■ What is being asked: Within the records below, filter for lines carrying the word "blurred" and copy them.

[Data for this exercise — start]

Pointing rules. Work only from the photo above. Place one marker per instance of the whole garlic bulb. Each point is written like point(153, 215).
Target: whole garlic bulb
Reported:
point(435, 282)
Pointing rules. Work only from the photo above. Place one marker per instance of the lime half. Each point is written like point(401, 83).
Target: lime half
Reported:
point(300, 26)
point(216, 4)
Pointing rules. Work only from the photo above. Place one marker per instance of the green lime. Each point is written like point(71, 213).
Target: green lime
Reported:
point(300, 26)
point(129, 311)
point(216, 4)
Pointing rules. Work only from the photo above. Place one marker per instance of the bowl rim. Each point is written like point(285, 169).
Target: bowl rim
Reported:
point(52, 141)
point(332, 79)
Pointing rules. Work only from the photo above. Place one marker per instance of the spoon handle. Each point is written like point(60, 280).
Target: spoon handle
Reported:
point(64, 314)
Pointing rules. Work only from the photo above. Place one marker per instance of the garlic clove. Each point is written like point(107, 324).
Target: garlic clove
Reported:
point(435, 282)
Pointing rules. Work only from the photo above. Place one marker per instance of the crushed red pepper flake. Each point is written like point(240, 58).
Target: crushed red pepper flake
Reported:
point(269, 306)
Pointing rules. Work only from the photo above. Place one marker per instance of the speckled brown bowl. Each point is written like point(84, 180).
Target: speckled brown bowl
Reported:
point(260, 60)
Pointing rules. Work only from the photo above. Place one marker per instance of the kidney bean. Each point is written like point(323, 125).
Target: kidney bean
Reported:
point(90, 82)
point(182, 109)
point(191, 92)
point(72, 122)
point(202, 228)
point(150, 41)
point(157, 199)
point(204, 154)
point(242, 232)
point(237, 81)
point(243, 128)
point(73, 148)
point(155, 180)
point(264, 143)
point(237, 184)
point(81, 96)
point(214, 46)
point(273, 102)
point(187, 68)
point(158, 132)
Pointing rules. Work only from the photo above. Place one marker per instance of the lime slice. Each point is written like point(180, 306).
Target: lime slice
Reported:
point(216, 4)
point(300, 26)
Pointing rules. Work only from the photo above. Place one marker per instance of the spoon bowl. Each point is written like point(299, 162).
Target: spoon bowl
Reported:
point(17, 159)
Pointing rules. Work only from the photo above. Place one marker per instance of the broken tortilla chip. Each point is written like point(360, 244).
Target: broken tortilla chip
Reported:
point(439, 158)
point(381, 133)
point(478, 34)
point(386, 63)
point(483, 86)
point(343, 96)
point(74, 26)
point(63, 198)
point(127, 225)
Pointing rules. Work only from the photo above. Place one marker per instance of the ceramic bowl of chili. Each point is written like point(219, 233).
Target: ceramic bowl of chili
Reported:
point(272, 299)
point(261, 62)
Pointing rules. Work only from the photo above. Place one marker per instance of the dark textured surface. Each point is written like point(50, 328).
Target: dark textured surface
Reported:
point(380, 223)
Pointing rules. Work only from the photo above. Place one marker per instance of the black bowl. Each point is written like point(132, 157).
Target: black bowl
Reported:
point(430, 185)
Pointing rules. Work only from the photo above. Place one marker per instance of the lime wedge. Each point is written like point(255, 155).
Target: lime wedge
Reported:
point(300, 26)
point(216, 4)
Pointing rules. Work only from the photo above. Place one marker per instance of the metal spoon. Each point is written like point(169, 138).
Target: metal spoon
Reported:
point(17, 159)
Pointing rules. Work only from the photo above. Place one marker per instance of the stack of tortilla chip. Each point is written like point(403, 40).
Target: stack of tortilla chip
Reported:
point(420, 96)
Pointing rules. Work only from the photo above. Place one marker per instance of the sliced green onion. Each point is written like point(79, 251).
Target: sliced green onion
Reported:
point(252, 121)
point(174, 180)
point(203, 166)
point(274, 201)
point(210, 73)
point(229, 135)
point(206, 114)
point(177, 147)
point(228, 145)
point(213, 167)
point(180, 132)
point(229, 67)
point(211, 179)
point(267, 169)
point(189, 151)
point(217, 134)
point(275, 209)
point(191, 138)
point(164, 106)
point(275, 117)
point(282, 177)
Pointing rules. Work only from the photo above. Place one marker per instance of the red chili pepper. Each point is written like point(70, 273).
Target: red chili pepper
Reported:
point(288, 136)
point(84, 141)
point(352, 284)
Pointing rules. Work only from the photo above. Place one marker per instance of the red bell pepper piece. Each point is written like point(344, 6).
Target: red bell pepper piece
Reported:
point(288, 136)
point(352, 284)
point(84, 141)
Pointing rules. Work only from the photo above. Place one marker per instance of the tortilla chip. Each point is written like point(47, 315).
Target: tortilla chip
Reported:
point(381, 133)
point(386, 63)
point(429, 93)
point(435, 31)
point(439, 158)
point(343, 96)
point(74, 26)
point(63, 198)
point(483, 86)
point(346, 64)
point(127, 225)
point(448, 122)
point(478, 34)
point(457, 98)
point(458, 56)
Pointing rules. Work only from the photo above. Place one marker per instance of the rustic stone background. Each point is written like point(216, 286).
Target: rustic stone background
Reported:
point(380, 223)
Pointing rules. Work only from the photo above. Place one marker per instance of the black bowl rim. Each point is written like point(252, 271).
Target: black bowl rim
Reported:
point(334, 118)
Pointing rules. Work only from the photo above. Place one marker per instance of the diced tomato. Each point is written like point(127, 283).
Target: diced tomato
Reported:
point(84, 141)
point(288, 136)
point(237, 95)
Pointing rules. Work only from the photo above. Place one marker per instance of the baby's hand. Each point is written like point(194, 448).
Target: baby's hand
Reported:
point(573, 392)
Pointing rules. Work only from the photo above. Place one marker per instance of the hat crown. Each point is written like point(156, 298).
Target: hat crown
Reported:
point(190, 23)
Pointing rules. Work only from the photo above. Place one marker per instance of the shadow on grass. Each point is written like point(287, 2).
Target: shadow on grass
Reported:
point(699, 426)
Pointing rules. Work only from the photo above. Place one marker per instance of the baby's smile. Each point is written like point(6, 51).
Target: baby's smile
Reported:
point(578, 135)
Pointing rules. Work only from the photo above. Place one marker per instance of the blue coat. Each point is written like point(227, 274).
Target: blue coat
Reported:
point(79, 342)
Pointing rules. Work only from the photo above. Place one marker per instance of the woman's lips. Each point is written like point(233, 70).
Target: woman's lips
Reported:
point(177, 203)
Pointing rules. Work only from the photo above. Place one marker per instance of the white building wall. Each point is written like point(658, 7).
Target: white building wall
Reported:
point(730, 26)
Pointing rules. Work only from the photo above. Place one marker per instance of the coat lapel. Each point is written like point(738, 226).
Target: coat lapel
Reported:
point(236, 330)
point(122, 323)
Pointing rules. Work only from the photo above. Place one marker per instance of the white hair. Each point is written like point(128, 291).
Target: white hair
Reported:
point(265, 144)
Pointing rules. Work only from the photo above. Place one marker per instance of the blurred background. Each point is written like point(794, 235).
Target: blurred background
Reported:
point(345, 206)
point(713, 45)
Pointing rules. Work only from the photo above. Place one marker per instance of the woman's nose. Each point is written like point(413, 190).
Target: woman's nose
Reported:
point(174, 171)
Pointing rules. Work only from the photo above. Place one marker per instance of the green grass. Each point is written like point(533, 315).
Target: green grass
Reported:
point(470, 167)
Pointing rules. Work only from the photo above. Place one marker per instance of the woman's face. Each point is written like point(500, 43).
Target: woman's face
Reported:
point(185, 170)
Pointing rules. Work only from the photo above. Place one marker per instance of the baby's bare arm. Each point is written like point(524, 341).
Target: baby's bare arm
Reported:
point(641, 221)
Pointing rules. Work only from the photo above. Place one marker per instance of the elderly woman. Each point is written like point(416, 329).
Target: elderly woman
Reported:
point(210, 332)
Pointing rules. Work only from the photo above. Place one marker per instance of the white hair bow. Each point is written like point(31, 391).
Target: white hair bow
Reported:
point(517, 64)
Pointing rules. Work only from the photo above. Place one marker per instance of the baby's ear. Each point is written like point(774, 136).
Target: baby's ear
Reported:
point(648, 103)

[Data for this exercise — finish]

■ Exercise solution:
Pointing rules. Work only from the photo above. Place one marker per instance of the blurred background. Each point is written like point(794, 235).
Target: blurred background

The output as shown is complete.